DOCUMENT TEXT:
^^^^^^^^^^^^^^^^
According to another perspective on lying, utilitarian ethics, the only test necessary to judge the morality of a lie is to balance the harms and the benefits of its consequences, which is what all the characters of “The Farewell” seem to be doing. We can not argue with the fact that telling a cancer patient that they’re about to die is not going to magic the disease somehow out of them. So in this regard, Billi’s family is right. This lie seems to be good. It may not save a life, but it will give a loved one as many happy moments as they have left.

The problem with this lie is that it doesn’t exist in a vacuum, and while it may create the illusion that it buys Nai Nai some time, the lie has a side effect of taking a severe toll on the ones who participate in it.

Awkwafina in The Farewell (2019) /Foto: IMDb

Awkwafina in The Farewell (2019) /Foto: IMDb

Too big of a burden

In one of the scenes where Billi argues that what happens is not right, she finds out that Nai Nai herself participated in something similar. When she found out that her husband was close to his end, she kept it from him until the truth couldn’t be hidden anymore. But Billi’s memory of her grandfather’s passing is a problem. That’s because she has none. One of Billi’s most significant reproach aimed at her parents is that they did not talk at all about her grandfather being sick. They didn’t even allow her to attend the funeral, something which her mother argues was necessary to protect her progress in school. This has obviously scarred Billi.
^^^^^^^^^^^^^^^^
TASK SET:
[a] In two sentences, summarize the passage on lying in "The Farewell."
[b] Continue the passage on lying in "The Farewell" from its last sentence.

(Referring expression pointing data)
^^^^^^^^^^^^^^^^
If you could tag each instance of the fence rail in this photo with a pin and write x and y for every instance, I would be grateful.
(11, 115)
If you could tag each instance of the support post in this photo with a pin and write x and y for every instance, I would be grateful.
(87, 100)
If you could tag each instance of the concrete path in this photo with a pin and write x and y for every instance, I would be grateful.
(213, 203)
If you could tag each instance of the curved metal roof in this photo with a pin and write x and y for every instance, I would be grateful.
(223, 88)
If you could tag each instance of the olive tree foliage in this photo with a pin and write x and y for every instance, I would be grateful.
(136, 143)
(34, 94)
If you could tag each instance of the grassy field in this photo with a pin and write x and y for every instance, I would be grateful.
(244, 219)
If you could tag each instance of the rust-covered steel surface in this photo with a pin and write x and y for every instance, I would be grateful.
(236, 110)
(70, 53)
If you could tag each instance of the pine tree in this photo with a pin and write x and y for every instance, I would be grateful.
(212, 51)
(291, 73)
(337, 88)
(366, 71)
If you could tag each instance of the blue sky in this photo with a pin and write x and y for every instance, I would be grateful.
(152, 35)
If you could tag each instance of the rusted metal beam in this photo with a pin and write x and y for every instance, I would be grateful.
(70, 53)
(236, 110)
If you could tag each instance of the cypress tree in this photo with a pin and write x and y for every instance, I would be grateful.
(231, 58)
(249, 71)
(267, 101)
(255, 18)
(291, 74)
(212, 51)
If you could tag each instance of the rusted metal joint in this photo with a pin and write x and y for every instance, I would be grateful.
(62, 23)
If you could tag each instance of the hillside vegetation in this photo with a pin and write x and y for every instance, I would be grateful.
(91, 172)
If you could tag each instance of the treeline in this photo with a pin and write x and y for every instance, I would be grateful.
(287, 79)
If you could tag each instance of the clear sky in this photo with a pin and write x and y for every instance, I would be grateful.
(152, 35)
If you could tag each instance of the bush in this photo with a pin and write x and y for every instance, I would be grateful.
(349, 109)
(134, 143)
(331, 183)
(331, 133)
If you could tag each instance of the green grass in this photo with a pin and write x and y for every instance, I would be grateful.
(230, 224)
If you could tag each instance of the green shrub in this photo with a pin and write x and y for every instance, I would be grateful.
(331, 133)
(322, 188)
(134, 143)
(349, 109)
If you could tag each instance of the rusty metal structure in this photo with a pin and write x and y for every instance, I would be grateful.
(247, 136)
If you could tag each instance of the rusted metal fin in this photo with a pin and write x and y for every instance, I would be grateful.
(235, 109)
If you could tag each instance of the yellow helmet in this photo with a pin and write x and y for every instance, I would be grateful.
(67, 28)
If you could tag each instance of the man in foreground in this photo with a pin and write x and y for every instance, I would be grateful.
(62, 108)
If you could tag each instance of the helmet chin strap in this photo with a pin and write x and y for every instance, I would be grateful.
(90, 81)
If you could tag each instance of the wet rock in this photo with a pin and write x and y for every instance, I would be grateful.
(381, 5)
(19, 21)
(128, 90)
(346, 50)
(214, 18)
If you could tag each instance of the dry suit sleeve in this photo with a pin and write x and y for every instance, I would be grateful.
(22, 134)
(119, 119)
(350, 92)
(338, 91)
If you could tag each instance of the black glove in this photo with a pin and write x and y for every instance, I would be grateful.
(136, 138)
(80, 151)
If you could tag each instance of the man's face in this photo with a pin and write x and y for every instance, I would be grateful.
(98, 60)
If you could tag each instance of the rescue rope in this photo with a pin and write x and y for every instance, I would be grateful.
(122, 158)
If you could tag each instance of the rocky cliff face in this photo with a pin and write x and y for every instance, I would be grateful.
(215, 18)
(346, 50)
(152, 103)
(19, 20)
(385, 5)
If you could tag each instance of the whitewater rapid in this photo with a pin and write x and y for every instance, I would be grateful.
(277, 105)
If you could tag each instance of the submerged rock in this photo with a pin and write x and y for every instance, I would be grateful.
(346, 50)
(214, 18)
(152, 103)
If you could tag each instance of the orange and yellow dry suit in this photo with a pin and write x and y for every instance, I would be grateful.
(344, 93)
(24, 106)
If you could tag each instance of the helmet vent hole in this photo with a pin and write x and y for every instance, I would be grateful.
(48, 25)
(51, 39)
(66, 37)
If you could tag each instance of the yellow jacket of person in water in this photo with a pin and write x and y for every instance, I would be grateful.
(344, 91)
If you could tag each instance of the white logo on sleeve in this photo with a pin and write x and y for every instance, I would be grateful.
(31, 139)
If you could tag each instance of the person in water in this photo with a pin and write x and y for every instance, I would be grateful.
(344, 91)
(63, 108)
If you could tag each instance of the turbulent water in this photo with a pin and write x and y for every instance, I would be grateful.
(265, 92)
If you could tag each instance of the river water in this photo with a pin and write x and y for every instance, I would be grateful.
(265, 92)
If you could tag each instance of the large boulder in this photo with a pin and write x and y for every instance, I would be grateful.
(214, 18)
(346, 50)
^^^^^^^^^^^^^^^^
TASK-BY-TASK RESULTS:
[a] Judged by utilitarian ethics, which weighs a lie's harms against its benefits, the family's lie in "The Farewell" seems good, since it will not cure the disease but gives a loved one as many happy moments as they have left. Yet the lie takes a severe toll on the ones who participate in it, and Billi has obviously been scarred by her parents' refusal to talk about her grandfather being sick and to let her attend his funeral.

[b]
It is at this moment that the story presents us with the dark side of a tradition which employs carrying burdens in the name of others. Those who subscribe to this approach risk committing the sin Kant warned us about - treating human beings as if they had no autonomy. Billi’s parents may have thought that they were protecting their daughter by keeping her away from her grandfather’s funeral, but in the long term, they ended up doing the opposite. This can also be observed in the story of Billi’s great-aunt, whose role as Nai Nai primary caretaker has kept her from her husband for the past years. Now that Nai Nai will be gone, she hopes she will get the chance to travel with him. The burden of keeping the diagnosis a secret from his mother also takes a toll on Haiyan, whom we understand has flirted with alcoholism in the past, and now starts to drink again. Lu Jian’s past tensions with Nai Nai are also brought back into focus by the events. And then there’s the cousin, Hao Hao, who has to play the role of a groom-to-be while struggling to come to terms with what is actually happening.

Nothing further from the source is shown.